##### EXTRAIT FOURNI #####

Intervention de Philippe Bas

Réunion du 17 novembre 2006 à 15h00
Financement de la sécurité sociale pour 2007 — Article 55, amendement 287

Philippe Bas, ministre délégué :

Le Gouvernement est défavorable à l'amendement n° 287, qui, s'il était adopté, aurait un effet contraire à celui qui est recherché. En effet, son adoption entraînerait le rétablissement implicite, mais nécessaire, de la mise à la retraire d'office à soixante ans sur l'initiative unilatérale de l'employeur, disposition qui serait encore plus défavorable au salarié !

Même si je comprends bien la motivation de l'amendement n° 167, présenté par M. Pelletier, je tiens à rappeler que la France est le pays où l'on entre le plus tard dans la vie active et où l'on en sort le plus tôt, tout en effectuant la semaine de travail la plus courte. Cela ne peut pas durer éternellement !

Le fait que les séniors mettent fin précocement à leur activité ne créé pas d'emplois pour les jeunes, cela a été démontré. Aujourd'hui, compte tenu de l'évolution démographique, des besoins de financement de nos retraites, de l'augmentation très forte de la vitalité des personnes qui vieillissent et de l'amélioration de leur santé, il est nécessaire que nous nous rapprochions - soyons modestes dans nos objectifs, pour le moment ! - de la moyenne européenne.

##### DONNÉES FOURNIES #####

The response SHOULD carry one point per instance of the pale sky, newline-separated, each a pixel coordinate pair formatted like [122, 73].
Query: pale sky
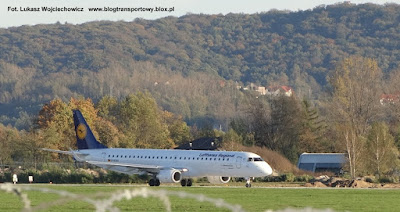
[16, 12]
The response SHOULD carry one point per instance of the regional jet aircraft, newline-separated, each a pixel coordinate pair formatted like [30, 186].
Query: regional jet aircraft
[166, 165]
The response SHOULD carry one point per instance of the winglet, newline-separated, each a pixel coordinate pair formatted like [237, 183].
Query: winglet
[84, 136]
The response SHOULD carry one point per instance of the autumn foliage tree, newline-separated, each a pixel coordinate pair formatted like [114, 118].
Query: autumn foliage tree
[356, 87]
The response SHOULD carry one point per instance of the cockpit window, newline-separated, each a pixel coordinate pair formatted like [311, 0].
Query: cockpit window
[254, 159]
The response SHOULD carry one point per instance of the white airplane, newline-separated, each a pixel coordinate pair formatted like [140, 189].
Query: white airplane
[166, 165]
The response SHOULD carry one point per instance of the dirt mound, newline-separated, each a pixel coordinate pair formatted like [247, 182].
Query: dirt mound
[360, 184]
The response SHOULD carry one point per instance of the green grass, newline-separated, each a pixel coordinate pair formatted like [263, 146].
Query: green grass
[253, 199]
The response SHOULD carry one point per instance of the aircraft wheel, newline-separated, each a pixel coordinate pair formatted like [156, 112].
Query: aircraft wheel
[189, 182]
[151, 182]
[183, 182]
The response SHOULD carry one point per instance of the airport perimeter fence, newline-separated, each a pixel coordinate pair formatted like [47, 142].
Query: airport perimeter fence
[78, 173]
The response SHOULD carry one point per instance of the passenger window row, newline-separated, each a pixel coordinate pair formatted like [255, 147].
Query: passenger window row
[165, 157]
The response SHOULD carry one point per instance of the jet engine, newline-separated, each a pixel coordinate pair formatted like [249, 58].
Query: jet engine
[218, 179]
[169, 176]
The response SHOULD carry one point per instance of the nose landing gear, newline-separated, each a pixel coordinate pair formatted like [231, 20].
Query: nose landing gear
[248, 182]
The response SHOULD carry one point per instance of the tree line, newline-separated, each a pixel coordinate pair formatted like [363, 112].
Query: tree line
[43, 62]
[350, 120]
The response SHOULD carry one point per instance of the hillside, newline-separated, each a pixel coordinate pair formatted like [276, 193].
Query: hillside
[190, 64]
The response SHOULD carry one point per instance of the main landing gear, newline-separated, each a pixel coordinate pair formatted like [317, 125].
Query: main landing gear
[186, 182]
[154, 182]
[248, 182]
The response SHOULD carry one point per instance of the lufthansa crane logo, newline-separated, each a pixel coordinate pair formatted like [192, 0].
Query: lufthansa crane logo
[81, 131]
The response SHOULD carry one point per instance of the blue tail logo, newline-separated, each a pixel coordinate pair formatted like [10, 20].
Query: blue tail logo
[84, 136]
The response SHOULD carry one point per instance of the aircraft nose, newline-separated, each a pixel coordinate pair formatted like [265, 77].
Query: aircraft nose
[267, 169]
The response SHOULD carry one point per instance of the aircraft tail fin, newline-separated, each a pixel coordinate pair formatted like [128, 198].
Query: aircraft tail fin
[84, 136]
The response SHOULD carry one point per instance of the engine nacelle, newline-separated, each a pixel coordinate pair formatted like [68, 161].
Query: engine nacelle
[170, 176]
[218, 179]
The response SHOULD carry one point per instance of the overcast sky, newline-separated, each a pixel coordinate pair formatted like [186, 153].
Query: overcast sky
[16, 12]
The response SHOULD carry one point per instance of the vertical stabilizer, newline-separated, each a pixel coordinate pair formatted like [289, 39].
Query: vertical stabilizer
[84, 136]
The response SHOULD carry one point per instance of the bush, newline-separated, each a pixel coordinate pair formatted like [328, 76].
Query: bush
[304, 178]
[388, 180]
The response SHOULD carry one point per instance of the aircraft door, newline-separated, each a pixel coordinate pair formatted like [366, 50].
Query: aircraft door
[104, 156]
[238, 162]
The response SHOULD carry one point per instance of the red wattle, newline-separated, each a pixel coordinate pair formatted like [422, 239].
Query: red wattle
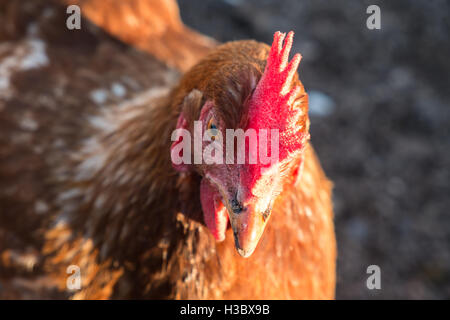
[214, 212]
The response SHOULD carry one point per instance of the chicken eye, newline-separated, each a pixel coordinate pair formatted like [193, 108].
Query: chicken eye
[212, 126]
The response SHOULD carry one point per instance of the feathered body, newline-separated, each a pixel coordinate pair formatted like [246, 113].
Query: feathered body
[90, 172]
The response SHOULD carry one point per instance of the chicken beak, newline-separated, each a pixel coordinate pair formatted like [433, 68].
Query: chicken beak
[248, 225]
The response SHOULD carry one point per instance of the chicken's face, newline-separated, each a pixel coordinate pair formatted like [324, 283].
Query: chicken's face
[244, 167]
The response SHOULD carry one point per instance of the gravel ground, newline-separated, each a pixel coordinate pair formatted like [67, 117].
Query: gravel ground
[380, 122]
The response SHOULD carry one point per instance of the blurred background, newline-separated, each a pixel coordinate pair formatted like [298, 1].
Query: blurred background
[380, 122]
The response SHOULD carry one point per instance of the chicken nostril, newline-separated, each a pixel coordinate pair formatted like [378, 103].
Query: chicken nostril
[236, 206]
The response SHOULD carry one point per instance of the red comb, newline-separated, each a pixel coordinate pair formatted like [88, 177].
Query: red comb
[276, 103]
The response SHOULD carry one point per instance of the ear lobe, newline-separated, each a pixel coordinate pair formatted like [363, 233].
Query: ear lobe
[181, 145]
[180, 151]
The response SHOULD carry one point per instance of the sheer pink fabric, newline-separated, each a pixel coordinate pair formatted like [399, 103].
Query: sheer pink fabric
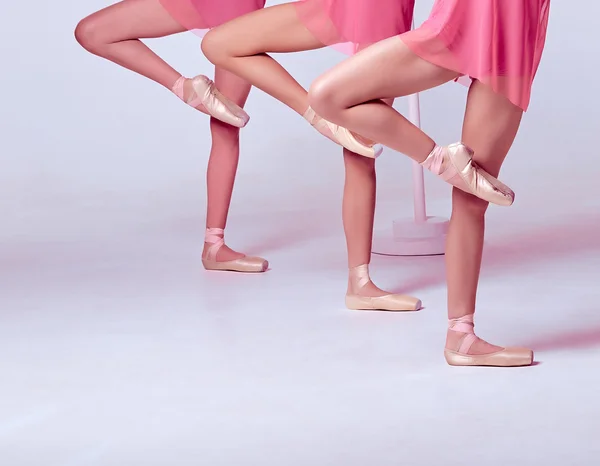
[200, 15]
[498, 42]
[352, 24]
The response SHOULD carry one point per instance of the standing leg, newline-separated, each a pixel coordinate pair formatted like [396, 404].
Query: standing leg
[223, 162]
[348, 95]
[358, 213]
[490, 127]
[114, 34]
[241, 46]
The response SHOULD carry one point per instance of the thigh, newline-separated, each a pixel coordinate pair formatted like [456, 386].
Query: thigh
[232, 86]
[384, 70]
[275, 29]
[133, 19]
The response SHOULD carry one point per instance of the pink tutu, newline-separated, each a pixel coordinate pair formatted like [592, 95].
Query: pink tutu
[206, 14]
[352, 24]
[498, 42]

#####

CONSIGNES:
a: Recopiez le passage de l'intervention de Philippe Bas qui commence par les mots contenant « Même si je comprends » et se termine par « la moyenne européenne. ».
b: Prolongez l'intervention de Philippe Bas à partir de sa dernière phrase.
Vous n'avez pas besoin des lignes pour ce travail.

RÉSULTATS PAR TÂCHE:
a:
Même si je comprends bien la motivation de l'amendement n° 167, présenté par M. Pelletier, je tiens à rappeler que la France est le pays où l'on entre le plus tard dans la vie active et où l'on en sort le plus tôt, tout en effectuant la semaine de travail la plus courte. Cela ne peut pas durer éternellement !

Le fait que les séniors mettent fin précocement à leur activité ne créé pas d'emplois pour les jeunes, cela a été démontré. Aujourd'hui, compte tenu de l'évolution démographique, des besoins de financement de nos retraites, de l'augmentation très forte de la vitalité des personnes qui vieillissent et de l'amélioration de leur santé, il est nécessaire que nous nous rapprochions - soyons modestes dans nos objectifs, pour le moment ! - de la moyenne européenne.

b:
La suppression par le Sénat avant-hier de l'article 13 bis, qui avait été introduit par l'Assemblée nationale, va dans ce sens. En effet, après une période de transition, la mise à la retraite d'office ne pourra plus intervenir avant l'âge de soixante-cinq ans.

Toutefois, je reconnais, monsieur le sénateur, que vous avez soulevé de véritables problèmes.

Vous avez évoqué la situation des salariés. En réalité - et c'est le premier problème que vous avez soulevé -, la situation préoccupe aujourd'hui non pas les salariés, mais - il faut bien le reconnaître - une partie du monde économique.

En effet, par commodité, certaines entreprises pratiquaient largement les mises à la retraite d'office et unilatérales à soixante ans, en utilisant toutes les facilités que leur offraient les textes en vigueur. Je ne les juge pas : elles n'étaient pas dans l'illégalité, elles savaient simplement optimiser les réglementations, ce qui était leur droit.

Ces entreprises se disent aujourd'hui que la mise à la retraite d'office à soixante-cinq ans va leur poser un problème. En effet, si elles veulent assurer à tous leurs salariés partant à la retraite à l'âge de soixante et un, soixante-deux ou soixante-trois ans une indemnité d'un montant identique à celui que percevaient ses salariés partant à soixante ans dans le cadre du régime de la mise à la retraite d'office, cela va leur coûter plus cher parce qu'elles auront à payer des cotisations sociales. On ne peut pas ignorer leur embarras, même s'il résulte de leurs méthodes de gestion du personnel, qui, encore une fois, consistent à optimiser les règles en vigueur.

Naturellement, je préfère regarder non pas derrière nous, mais vers l'avant. Je ne souhaite donc pas que l'on inflige à ces entreprises des dispositions qui les pénaliseraient et gêneraient leur développement normal. J'ai le souci qu'elles puissent continuer de créer des emplois et d'investir.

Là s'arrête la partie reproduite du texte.